[Selected passage]
##########

Species of flowering plant

Streptoglossa adscendens, commonly known as desert daisy, is a species of flowering plant in the family Asteraceae and grows in all mainland states of Australia with the exception of Victoria. It is a ground cover, upright or ascending perennial or annual herb with purple or pink flowers.

==Description==
Streptoglossa adscendens is a short-lived, leafy, many branched perennial or prostrate herb to 40 cm high with faintly aromatic, glandular leaves and upright stems covered in soft, thin hairs. The leaves are oblong to lance shaped, rarely spoon shaped, 1-5 cm long, 0.1-1.7 mm wide, narrowing gradually at the base, margins smooth or toothed and ending in a point. The flowers are borne on a short peduncle or almost sessile usually in clusters near the apex of leafy branches, consisting of 20-40 pink florets, involucre 0.7-1.1 cm long, enclosed by a distinctive whorl of 3 or 4 leaves 0.5-1.5 cm long, bracts purplish or green, smooth or with soft hairs. Flowering occurs from March to October and the fruit is dry, one-seeded, ribbed, 2-3 mm long and densely covered with silky, flattened hairs.

==Taxonomy and naming==
Streptoglossa adscendens was first described George Bentham in Flora Australiensis as Pterigeron adscendens. In 1981 Clyde Robert Dunlop changed the name to Streptoglossa adscendens and the description was published in Journal of the Adelaide Botanic Garden. The specific epithet (adscendens) means "ascending".

==Distribution and habitat==
Desert daisy grows in a variety of habitats including granite hills and the edges of salt lakes in rocky, clay soils in all Australian mainland states other than Victoria.

##########

[Dataset records]

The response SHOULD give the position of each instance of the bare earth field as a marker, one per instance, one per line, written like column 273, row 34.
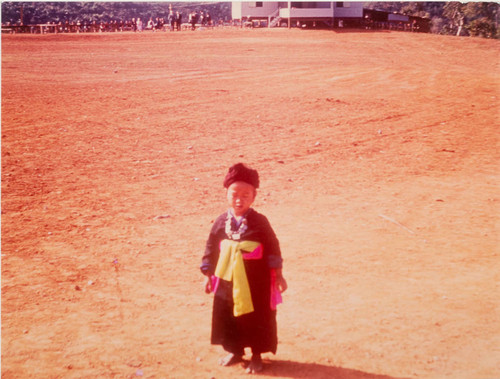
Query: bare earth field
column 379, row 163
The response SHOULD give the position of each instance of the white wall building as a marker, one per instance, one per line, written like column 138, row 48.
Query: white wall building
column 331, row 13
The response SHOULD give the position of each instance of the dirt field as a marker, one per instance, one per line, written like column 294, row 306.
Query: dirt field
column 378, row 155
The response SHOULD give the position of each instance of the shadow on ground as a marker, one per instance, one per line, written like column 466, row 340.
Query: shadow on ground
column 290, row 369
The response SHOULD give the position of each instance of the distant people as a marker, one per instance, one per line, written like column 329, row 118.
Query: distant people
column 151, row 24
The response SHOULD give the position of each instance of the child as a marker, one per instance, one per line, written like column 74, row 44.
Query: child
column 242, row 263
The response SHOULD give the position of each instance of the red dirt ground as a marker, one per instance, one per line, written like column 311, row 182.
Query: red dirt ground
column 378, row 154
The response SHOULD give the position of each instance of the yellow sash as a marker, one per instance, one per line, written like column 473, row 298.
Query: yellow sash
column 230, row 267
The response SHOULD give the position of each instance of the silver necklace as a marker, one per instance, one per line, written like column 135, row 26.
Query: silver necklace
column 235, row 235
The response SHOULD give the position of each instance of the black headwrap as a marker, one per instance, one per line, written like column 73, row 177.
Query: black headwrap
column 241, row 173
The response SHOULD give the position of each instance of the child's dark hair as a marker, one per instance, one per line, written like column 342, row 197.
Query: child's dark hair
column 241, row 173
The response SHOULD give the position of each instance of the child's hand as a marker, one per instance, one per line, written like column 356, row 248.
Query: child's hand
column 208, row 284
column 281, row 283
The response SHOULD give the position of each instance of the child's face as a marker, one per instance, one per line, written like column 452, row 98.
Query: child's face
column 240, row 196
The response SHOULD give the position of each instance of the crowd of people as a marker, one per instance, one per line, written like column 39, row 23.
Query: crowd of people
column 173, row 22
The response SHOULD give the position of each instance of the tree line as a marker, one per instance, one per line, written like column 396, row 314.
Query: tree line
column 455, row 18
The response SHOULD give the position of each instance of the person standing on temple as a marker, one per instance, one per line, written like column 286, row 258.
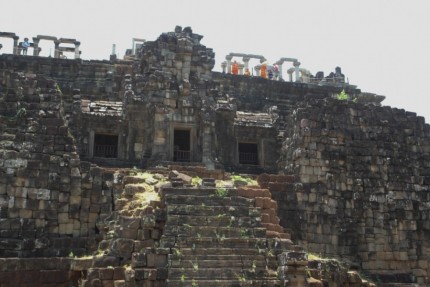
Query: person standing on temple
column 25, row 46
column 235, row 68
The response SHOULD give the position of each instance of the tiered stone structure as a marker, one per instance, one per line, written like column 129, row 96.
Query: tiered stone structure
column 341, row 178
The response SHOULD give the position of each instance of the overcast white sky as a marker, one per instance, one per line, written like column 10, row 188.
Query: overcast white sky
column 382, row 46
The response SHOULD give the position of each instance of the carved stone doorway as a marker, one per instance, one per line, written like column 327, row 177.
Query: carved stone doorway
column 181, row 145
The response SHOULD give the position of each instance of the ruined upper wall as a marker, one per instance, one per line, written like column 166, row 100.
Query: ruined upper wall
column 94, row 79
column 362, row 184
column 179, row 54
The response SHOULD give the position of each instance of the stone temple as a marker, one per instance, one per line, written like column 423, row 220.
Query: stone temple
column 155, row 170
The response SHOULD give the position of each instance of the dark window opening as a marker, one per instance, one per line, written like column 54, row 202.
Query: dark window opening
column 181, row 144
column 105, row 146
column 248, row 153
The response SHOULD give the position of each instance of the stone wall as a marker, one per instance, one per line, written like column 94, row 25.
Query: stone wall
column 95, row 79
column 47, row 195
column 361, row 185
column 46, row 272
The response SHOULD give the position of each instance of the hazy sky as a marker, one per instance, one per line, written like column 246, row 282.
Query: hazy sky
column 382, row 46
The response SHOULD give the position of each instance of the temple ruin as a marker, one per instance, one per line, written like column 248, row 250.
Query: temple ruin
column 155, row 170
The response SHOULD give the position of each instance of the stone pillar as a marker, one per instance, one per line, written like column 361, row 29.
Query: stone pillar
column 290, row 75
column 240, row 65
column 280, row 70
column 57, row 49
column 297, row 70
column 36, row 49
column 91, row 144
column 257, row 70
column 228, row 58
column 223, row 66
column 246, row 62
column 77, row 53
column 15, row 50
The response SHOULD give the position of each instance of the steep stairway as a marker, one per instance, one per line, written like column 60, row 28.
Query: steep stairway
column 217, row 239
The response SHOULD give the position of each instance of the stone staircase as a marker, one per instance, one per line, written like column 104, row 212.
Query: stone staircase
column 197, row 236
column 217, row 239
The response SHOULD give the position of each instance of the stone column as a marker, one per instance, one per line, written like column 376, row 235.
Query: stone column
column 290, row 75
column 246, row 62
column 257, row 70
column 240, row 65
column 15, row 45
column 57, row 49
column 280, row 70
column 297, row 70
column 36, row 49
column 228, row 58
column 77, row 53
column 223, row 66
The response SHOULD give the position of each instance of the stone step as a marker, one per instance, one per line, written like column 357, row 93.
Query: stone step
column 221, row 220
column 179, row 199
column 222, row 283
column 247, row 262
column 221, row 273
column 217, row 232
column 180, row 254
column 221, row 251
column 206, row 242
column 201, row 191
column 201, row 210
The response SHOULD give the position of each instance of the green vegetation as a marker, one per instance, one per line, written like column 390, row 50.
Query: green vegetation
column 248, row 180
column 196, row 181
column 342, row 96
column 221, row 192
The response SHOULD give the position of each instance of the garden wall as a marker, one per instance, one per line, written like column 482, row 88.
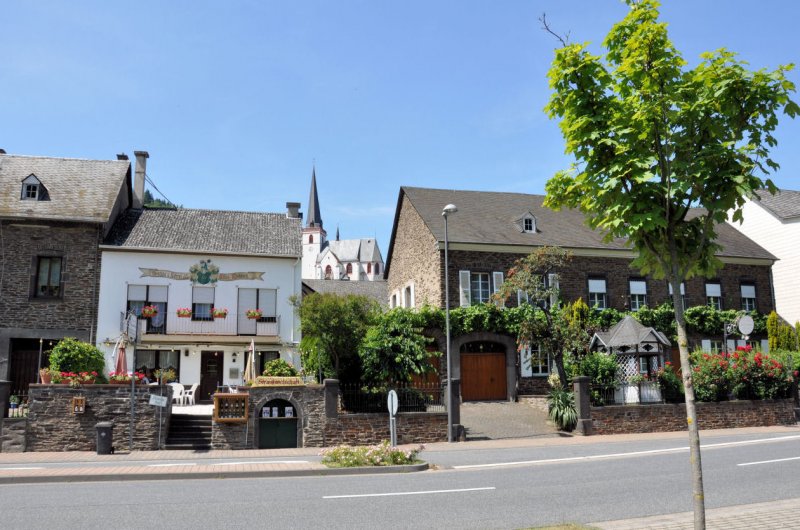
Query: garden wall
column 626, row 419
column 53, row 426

##########

[Problem to solve] From the desert daisy passage, write out the text between "Streptoglossa adscendens, commonly" and "or pink flowers.", inclusive.

[Expected answer]
Streptoglossa adscendens, commonly known as desert daisy, is a species of flowering plant in the family Asteraceae and grows in all mainland states of Australia with the exception of Victoria. It is a ground cover, upright or ascending perennial or annual herb with purple or pink flowers.